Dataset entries
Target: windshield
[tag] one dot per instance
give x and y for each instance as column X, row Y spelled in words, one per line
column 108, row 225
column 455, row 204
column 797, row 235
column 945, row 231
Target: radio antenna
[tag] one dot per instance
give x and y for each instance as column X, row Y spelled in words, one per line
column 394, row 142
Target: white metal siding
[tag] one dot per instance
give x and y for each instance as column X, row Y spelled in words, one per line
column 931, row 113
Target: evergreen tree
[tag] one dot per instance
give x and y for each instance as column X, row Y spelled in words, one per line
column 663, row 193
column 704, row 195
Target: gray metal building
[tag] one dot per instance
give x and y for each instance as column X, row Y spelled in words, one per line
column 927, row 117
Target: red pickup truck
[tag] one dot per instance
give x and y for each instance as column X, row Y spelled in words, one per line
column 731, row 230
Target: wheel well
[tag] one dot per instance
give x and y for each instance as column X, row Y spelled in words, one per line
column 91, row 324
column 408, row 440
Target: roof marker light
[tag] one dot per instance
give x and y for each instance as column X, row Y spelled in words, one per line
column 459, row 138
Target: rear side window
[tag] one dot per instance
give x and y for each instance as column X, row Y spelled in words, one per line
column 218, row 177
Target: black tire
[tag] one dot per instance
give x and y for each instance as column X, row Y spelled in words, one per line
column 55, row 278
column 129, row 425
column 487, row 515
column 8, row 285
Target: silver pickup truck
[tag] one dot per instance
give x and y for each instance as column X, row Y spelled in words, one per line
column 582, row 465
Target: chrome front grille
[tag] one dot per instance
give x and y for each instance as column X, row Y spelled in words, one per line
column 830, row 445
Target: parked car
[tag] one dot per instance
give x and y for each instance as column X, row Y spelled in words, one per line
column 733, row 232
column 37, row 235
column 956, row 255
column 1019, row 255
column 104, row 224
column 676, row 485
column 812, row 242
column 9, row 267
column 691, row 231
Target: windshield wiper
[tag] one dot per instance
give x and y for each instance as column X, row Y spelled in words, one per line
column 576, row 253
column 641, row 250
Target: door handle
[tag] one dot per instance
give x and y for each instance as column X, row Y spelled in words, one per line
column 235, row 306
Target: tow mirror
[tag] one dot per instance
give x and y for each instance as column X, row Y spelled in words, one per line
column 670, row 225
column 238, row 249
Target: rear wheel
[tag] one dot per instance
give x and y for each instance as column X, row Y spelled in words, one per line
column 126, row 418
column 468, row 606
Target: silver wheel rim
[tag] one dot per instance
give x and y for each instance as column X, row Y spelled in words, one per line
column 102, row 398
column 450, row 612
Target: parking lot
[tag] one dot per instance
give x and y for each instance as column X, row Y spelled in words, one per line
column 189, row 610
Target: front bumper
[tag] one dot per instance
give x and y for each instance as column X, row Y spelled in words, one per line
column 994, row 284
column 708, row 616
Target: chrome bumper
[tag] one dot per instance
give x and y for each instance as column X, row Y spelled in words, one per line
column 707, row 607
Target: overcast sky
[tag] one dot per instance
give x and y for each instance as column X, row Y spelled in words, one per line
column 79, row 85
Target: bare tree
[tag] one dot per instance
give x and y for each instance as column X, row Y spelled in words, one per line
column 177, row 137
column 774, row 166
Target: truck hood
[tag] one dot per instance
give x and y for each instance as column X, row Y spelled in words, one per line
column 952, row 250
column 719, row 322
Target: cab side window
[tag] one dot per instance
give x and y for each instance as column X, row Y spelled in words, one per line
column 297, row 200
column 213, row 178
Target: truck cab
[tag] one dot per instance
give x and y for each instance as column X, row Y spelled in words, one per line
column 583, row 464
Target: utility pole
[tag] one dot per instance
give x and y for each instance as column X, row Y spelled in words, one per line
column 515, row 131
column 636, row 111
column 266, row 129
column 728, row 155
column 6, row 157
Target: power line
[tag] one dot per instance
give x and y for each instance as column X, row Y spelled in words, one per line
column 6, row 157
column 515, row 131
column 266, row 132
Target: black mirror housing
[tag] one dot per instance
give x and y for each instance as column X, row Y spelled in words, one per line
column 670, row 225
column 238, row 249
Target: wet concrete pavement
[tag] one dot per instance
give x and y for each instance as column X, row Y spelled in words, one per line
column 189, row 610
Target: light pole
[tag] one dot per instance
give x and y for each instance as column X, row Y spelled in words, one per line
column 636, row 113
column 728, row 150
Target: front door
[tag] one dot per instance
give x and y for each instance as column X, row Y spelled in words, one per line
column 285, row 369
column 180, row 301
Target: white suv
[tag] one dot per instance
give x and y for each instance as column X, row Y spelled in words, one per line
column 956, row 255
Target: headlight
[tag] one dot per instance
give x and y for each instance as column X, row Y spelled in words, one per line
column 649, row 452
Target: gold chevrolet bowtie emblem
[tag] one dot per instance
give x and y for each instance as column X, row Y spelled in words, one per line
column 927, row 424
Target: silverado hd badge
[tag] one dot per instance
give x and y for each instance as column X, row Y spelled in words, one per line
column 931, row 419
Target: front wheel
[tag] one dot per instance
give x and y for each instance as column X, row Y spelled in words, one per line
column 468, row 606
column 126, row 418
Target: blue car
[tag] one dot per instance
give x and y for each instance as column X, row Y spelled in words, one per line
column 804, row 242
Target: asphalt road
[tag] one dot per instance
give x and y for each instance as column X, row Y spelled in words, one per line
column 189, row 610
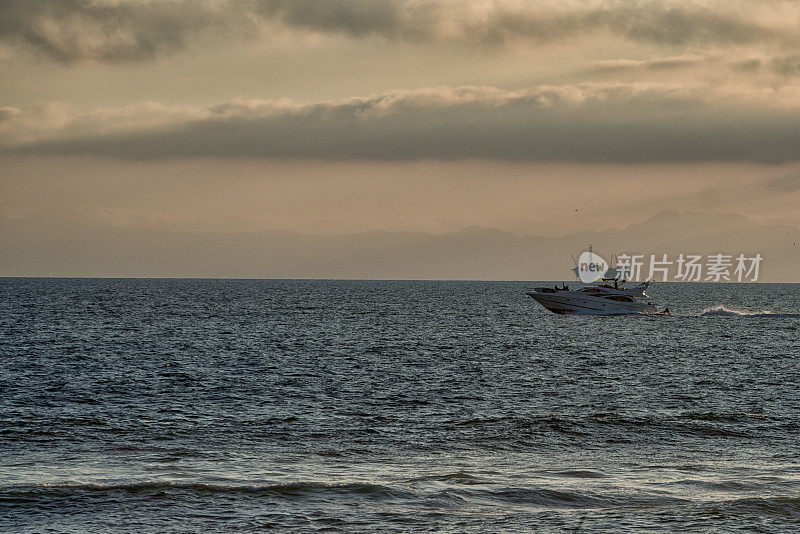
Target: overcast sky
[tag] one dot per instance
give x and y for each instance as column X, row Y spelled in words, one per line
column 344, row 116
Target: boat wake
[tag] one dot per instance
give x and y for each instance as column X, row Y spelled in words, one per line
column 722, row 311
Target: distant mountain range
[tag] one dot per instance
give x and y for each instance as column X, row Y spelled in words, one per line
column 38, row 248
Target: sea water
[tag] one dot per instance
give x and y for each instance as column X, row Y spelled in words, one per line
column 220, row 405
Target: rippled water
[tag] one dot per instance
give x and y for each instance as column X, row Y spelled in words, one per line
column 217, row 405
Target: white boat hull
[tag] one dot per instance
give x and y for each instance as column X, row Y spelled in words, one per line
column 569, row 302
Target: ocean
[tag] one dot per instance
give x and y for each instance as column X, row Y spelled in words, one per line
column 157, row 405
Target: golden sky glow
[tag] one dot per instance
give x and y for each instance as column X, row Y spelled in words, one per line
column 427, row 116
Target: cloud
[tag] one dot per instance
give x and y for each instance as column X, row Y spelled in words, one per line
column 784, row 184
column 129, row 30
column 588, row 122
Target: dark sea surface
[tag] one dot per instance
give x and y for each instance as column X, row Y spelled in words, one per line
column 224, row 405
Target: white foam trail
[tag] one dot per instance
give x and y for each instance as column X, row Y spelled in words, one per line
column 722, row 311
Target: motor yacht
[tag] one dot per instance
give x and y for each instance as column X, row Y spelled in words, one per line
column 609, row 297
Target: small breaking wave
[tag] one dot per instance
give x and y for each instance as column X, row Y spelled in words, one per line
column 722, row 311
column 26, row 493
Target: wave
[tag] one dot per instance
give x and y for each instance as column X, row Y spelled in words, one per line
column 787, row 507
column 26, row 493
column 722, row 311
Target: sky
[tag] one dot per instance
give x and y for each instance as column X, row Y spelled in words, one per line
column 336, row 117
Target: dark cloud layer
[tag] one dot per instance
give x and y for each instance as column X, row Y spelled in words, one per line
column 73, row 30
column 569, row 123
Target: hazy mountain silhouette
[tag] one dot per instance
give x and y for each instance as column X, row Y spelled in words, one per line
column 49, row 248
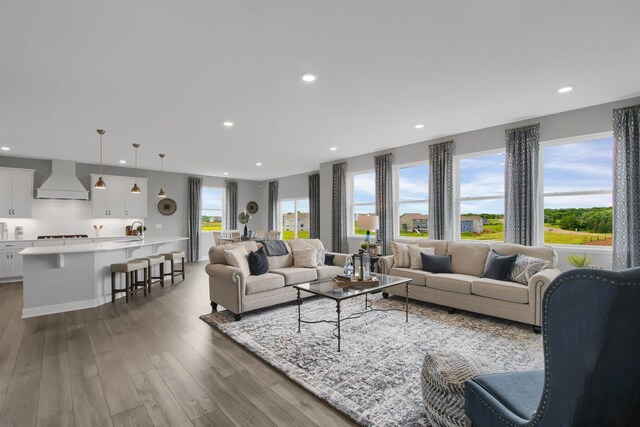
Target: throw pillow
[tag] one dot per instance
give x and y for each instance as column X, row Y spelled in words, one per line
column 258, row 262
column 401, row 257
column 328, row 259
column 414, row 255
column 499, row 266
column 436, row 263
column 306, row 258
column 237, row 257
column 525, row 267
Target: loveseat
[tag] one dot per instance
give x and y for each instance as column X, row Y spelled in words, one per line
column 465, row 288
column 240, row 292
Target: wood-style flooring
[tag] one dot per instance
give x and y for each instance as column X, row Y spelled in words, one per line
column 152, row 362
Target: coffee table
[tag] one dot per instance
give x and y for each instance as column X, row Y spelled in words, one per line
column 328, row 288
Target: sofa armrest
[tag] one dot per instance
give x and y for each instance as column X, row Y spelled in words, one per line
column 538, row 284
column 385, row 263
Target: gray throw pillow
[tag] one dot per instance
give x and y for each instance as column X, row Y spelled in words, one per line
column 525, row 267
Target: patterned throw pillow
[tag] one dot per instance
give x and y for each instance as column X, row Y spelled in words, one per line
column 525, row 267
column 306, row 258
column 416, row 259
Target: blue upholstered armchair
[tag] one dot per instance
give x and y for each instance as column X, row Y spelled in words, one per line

| Exercise objective |
For the string "door", filter the data and copy out each line where it occurs.

| Solution |
Target: door handle
Target: front door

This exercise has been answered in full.